* _DIRECTIONS FOR THIS TASK_:
Locate each line below that includes "person" and reproduce it.

Phrase grounding data:
■ ■ ■ ■ ■ ■ ■

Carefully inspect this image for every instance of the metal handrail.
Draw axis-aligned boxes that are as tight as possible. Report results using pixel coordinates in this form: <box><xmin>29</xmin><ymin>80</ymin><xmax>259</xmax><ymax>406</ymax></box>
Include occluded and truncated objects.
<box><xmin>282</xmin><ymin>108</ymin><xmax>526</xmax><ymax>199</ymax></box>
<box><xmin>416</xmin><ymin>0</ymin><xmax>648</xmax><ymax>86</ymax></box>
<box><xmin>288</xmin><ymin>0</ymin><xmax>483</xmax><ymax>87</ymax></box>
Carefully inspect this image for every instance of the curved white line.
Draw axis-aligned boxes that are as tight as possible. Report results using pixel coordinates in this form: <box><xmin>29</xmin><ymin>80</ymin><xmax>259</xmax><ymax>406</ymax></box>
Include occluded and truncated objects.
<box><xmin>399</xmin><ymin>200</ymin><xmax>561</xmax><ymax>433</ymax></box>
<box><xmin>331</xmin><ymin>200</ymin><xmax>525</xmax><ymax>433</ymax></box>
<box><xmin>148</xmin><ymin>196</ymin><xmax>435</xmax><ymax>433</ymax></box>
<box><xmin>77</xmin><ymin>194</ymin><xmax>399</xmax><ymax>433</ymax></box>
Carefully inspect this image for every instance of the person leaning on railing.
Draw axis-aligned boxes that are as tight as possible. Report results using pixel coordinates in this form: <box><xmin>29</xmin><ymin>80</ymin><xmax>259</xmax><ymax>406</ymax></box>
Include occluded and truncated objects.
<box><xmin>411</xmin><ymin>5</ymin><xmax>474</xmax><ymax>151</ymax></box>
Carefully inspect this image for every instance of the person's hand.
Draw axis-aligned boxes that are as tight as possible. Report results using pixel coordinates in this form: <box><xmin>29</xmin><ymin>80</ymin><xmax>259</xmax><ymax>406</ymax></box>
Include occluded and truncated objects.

■ ■ ■ ■ ■ ■ ■

* _OUTPUT FOR THIS EXERCISE_:
Carefully inspect this image for every instance of the person leaning on railing.
Carefully inspect this image for every instance of the person's hand.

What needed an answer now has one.